§ Work to complete
Among the lines of the data, copy those that hold "doorway".
[Opening Information section]
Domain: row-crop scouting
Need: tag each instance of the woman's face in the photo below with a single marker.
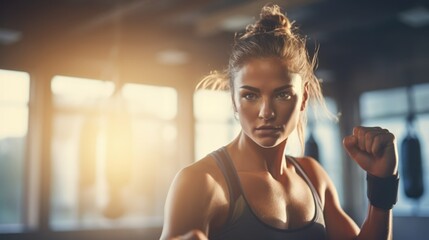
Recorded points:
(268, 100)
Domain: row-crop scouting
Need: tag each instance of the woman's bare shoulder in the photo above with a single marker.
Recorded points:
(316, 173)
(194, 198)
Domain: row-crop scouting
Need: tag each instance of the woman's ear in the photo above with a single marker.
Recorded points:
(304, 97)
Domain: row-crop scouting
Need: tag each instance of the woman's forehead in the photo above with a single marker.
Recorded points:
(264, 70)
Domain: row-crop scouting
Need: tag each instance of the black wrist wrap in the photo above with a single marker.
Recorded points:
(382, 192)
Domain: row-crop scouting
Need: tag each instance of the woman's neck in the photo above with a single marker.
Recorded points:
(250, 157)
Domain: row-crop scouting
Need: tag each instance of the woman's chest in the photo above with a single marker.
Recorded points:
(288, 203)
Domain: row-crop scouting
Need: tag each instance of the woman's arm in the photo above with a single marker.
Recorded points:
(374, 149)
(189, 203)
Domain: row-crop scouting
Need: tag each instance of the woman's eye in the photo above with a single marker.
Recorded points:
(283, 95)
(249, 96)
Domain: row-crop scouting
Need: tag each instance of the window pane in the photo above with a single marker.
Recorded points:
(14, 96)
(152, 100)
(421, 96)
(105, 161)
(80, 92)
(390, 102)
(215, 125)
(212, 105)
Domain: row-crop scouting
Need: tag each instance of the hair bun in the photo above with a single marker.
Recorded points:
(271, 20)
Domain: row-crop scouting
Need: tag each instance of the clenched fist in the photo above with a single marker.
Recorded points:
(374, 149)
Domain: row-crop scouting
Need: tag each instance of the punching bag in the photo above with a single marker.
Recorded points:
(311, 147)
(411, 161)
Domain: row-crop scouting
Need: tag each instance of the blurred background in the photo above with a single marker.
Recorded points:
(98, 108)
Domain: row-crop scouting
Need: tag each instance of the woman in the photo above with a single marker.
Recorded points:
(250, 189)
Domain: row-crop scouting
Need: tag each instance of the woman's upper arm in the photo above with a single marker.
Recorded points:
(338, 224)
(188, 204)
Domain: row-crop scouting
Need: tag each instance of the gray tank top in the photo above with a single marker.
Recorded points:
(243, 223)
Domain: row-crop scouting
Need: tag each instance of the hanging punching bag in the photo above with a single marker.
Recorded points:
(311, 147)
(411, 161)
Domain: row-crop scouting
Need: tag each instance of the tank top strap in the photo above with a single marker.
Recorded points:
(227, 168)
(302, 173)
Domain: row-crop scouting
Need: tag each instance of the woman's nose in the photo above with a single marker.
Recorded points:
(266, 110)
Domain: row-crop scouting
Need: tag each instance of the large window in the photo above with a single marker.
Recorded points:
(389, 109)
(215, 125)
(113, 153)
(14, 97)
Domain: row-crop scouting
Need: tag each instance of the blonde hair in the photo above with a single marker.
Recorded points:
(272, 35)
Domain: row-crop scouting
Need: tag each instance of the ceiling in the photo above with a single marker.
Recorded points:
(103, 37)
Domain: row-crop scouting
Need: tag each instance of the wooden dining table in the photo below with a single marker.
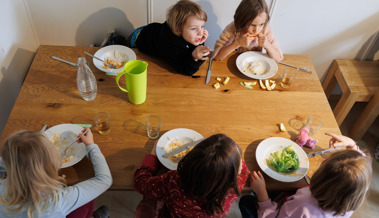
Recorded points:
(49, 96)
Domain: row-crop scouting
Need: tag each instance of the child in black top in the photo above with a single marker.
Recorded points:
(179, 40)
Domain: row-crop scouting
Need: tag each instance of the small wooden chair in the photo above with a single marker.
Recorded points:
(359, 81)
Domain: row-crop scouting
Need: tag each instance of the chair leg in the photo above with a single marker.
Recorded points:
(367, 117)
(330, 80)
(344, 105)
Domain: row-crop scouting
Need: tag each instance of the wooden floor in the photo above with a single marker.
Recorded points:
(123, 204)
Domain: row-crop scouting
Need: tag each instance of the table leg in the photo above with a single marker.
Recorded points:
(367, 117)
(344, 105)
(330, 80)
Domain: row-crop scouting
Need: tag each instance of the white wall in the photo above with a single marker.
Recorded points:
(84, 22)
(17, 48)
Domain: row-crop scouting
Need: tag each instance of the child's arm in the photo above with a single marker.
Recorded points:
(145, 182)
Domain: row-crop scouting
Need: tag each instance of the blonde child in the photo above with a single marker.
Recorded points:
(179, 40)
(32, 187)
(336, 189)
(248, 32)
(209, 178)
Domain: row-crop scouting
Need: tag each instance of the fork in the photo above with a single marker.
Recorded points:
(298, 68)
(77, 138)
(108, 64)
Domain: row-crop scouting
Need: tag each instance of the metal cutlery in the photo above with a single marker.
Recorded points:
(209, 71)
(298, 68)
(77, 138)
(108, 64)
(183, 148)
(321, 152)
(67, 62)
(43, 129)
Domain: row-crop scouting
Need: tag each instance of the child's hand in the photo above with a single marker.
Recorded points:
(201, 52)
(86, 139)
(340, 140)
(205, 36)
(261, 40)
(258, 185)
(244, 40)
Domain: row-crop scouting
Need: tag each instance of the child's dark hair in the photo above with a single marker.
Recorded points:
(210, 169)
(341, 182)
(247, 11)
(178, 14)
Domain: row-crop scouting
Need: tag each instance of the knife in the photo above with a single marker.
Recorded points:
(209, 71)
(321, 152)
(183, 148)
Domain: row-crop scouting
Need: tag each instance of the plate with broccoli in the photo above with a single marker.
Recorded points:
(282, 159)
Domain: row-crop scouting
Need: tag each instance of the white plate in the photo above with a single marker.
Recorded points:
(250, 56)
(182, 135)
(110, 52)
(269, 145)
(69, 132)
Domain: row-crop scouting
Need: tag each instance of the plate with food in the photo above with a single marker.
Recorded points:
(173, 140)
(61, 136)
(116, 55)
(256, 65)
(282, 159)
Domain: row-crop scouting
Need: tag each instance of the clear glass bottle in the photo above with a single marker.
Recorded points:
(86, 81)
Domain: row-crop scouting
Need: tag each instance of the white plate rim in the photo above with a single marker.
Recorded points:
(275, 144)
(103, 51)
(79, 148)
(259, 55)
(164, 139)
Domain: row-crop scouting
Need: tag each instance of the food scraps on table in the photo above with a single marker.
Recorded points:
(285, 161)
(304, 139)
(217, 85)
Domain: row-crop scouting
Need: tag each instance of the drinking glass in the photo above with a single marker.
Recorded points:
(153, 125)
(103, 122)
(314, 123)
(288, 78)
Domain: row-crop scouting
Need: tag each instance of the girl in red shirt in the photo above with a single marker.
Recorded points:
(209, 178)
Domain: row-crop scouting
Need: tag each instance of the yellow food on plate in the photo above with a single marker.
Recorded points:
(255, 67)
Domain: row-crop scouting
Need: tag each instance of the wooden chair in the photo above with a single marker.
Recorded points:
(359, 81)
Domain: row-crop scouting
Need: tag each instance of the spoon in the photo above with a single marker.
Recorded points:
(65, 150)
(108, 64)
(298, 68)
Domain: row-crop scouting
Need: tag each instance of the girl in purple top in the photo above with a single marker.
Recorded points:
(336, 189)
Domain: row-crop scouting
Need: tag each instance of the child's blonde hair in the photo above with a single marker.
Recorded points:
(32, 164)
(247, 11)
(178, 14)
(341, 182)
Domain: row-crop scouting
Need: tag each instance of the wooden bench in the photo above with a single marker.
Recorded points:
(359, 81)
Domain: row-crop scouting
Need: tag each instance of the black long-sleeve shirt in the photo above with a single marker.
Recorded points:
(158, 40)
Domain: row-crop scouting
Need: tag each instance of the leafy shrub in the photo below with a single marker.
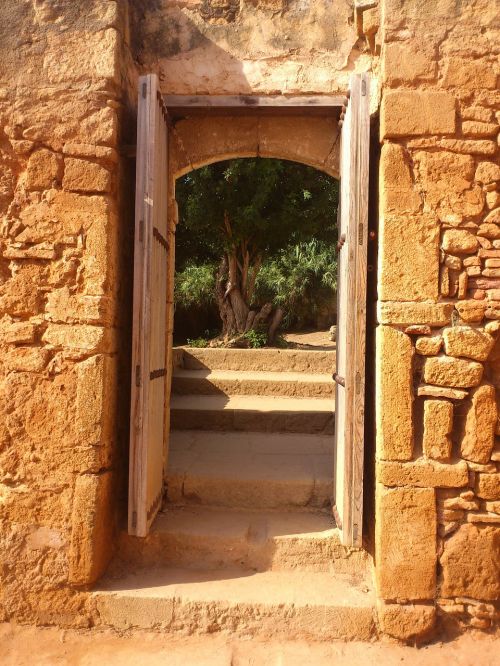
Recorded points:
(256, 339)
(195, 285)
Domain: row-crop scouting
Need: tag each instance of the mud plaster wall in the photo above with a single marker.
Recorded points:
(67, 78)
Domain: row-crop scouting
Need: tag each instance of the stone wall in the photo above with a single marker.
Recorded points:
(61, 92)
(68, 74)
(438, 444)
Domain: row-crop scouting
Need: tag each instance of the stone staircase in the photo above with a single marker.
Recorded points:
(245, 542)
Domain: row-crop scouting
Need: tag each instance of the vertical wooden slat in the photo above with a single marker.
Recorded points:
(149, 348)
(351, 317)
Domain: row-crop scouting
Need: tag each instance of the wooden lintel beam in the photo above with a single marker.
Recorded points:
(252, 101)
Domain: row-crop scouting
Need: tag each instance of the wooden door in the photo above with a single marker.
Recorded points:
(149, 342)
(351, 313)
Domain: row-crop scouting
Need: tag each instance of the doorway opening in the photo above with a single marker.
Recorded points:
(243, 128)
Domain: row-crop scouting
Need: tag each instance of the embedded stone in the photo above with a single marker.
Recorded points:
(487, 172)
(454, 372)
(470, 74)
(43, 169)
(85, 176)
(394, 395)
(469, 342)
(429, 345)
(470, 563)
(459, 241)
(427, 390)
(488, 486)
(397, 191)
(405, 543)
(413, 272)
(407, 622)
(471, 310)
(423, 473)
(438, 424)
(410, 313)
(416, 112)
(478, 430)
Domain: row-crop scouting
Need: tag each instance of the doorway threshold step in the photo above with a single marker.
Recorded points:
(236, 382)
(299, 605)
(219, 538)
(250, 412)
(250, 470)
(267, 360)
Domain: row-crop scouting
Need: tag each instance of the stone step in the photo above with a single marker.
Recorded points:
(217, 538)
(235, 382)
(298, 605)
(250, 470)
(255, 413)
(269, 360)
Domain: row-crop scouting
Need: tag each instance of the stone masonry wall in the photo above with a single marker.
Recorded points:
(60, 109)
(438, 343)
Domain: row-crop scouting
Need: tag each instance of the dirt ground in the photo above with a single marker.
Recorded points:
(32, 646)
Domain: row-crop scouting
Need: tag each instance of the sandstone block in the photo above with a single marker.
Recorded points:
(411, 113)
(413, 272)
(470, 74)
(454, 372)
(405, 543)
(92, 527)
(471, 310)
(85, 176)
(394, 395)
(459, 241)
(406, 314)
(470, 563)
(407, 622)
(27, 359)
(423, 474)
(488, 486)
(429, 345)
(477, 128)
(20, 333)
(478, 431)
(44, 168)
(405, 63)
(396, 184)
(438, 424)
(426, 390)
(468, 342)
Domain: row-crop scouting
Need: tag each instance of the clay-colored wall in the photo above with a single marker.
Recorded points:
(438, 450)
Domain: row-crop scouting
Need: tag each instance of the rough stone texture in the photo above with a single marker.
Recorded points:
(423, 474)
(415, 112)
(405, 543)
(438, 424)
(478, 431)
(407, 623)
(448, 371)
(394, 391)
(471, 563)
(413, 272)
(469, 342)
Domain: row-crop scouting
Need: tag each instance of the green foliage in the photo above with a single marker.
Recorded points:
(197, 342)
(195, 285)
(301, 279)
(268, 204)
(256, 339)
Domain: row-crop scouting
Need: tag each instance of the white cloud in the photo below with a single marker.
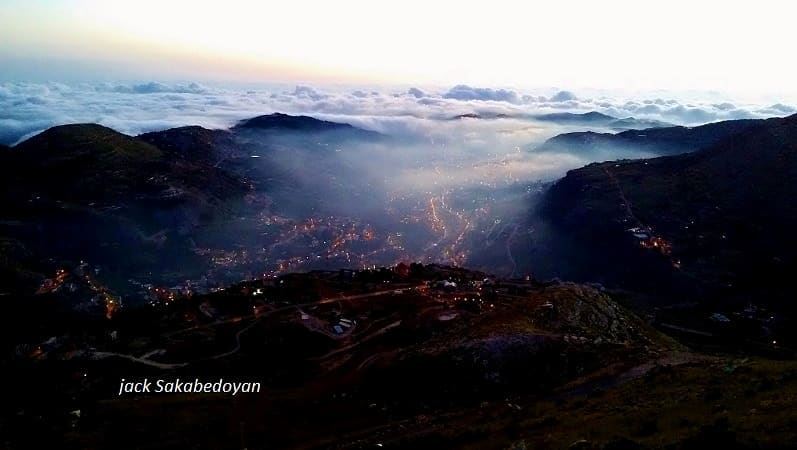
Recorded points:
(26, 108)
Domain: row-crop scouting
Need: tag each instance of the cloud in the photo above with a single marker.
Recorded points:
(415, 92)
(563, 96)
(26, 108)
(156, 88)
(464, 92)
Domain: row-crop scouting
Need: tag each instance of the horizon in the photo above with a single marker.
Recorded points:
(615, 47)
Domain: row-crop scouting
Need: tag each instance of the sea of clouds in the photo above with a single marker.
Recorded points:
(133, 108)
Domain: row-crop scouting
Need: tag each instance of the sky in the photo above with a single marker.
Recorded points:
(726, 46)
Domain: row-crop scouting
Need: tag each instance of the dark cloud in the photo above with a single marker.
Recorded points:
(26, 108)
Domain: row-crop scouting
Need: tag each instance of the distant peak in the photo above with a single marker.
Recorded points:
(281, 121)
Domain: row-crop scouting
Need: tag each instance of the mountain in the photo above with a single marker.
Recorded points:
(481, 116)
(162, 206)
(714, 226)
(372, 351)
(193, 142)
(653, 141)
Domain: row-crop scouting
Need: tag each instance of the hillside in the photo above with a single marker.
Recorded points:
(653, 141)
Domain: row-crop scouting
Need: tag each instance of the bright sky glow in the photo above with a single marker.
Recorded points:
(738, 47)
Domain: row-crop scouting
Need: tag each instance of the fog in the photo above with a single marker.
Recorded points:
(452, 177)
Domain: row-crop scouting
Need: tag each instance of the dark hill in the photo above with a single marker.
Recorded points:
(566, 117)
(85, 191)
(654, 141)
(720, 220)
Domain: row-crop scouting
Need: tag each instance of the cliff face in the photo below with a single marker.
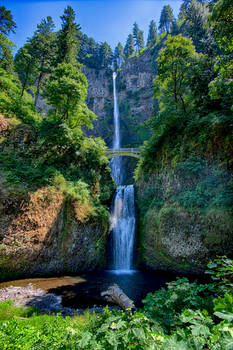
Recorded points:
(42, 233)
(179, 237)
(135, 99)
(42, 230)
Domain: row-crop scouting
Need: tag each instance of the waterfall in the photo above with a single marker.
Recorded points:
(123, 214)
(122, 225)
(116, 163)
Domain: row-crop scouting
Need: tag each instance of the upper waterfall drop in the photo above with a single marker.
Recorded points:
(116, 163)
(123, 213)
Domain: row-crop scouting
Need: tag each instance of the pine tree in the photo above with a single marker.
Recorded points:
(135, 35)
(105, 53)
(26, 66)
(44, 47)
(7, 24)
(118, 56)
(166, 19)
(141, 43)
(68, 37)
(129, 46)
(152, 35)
[Closing Information section]
§ Task output
Need: tag each instance of the doorway opening in the photo above with a single marker.
Need: tag each instance of the doorway threshold step in the photo above with a single marker.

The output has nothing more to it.